◆ Problem statement: For this exercise, repeat each entry exactly as written.

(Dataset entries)

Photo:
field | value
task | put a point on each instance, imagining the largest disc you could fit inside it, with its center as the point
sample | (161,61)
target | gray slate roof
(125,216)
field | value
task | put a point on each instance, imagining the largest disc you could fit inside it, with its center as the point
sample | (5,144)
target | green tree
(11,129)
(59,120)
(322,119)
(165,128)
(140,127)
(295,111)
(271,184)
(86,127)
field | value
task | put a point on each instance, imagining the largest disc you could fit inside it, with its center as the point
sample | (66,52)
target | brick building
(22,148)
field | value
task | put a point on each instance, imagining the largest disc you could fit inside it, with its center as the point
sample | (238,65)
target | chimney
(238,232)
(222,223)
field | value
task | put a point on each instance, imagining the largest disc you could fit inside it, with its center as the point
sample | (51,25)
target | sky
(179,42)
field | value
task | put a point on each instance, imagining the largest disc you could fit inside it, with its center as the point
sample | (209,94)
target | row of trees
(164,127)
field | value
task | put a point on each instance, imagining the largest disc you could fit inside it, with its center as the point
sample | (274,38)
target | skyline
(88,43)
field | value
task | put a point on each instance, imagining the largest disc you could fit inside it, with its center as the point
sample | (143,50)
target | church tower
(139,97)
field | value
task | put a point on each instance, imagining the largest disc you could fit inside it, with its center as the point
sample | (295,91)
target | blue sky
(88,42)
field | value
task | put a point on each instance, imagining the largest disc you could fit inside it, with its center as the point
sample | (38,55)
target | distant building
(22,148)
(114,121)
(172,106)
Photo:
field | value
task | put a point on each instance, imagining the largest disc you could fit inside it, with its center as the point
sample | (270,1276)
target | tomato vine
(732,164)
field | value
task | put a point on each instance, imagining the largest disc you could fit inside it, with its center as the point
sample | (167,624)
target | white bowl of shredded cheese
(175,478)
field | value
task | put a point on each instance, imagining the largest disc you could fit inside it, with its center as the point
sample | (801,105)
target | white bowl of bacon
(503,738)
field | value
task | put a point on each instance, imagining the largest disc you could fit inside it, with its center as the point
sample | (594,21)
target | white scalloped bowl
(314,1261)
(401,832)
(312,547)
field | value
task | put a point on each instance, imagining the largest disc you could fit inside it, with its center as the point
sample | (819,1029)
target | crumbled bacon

◆ Exercise solution:
Photo:
field | value
task | put a point on each instance, imagining the largest disc you could fit inside it, with its center as the point
sample | (161,61)
target | gray slate roof
(125,216)
field | value
task | put a point on each instance, imagining the largest disc you could fit inside it, with its center as the point
sample | (5,144)
target | green tree
(11,129)
(59,120)
(322,119)
(165,128)
(140,127)
(295,111)
(271,184)
(86,127)
field | value
task | put a point on each instance, imagining the largest disc you could fit inside it, with its center as the point
sample | (66,52)
target | brick building
(22,148)
field | value
task | put a point on each instance, imagining the largest disc you could fit inside it, with its center as the point
sample | (238,65)
target | chimney
(238,232)
(222,223)
field | value
task | put a point on each instance, imagining the largest disc you could fit inside it, with its center as the point
sample | (51,25)
target | sky
(179,42)
field | value
task | put a point on each instance, imagining the largest disc you could fit inside it, with its center as the point
sample | (209,94)
target | row of trees
(164,127)
field | value
task | put a point on each instance, imagining the largest disc you could fit inside it, with its center as the point
sample | (274,38)
target | skyline
(88,43)
field | value
task | put a point on each instance, imagining the largest disc you could fit inside it, with its center as the point
sample | (143,50)
target | church tower
(139,97)
field | value
task | put a point on each instance, imagining the largest disc you could fit inside it, with its center as the point
sample | (295,91)
target | blue sky
(88,42)
field | value
task | put a point on each instance, imagining the largest disc you could fit inside it, with its center as the point
sample | (38,55)
target | distant building
(22,148)
(114,121)
(172,106)
Photo:
field | value
task | put a point on each instance, imagining the largest disc you could fit inside it, with its center as the point
sample | (270,1276)
target | tomato vine
(732,164)
field | value
task | put a point on each instance, imagining the largest disc you could fit inside it, with its center as the point
sample | (167,624)
target | white bowl of shredded cheese
(175,478)
field | value
task | put a point on each instance, imagining the largest disc you could fit inside it, with its center as the point
sample | (801,105)
target | white bowl of bacon
(503,738)
field | value
task | put a point on each instance, imagining the largest disc you could fit inside it, with its center as the point
sample | (594,21)
target | white scalloped bowl
(314,1261)
(401,832)
(312,547)
field | value
task | put a point on each instance, imagining the largest disc you could fit inside it, with its center as the point
sample | (819,1029)
target | crumbled bacon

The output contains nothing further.